══ The input ══

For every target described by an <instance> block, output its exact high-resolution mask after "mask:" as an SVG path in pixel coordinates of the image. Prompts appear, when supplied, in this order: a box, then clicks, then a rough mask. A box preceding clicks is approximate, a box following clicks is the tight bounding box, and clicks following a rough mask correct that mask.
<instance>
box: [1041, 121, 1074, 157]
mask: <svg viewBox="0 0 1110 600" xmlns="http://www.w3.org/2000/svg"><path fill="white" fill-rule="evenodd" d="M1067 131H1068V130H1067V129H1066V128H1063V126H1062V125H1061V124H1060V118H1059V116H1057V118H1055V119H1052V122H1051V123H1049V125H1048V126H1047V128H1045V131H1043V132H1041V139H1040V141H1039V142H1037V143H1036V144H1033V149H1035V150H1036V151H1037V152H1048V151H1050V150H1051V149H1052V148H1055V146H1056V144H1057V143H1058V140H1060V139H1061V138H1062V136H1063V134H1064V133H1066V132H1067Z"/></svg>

═══
══ The input ══

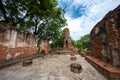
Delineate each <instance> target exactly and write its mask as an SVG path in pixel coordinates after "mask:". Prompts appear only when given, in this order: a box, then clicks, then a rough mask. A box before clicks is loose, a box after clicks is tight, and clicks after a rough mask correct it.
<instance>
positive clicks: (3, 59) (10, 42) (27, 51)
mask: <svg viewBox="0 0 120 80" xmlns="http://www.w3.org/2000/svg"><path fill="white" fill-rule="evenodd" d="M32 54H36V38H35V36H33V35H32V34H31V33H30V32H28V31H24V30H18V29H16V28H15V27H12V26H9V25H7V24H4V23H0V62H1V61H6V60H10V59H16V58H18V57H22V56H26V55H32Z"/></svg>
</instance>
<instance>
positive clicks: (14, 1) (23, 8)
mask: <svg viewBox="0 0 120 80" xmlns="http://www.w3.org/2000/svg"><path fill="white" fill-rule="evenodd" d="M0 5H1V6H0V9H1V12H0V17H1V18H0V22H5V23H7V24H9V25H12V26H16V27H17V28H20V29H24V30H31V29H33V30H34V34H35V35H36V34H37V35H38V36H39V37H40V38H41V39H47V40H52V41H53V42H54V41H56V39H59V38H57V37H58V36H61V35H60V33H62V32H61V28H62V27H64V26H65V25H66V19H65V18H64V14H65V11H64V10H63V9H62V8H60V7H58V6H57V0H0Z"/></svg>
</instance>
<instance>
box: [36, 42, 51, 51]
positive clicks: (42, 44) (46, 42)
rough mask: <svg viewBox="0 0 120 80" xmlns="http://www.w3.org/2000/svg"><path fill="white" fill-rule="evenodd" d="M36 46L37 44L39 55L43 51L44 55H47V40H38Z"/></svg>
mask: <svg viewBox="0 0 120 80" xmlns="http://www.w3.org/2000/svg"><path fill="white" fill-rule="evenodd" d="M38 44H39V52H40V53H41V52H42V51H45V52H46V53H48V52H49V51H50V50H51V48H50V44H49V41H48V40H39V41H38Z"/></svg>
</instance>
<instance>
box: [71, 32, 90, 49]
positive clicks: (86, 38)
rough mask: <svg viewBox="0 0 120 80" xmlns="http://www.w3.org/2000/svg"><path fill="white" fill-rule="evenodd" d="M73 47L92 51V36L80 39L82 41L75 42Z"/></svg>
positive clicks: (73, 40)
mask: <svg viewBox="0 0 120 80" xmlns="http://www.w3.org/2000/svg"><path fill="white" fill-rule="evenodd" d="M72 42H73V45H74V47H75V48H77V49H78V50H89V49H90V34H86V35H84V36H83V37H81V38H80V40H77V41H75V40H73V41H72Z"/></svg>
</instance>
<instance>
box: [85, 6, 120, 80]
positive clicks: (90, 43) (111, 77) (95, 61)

═══

[The problem]:
Count how many lines of the records contain the string "after", and give only that number.

[Task response]:
2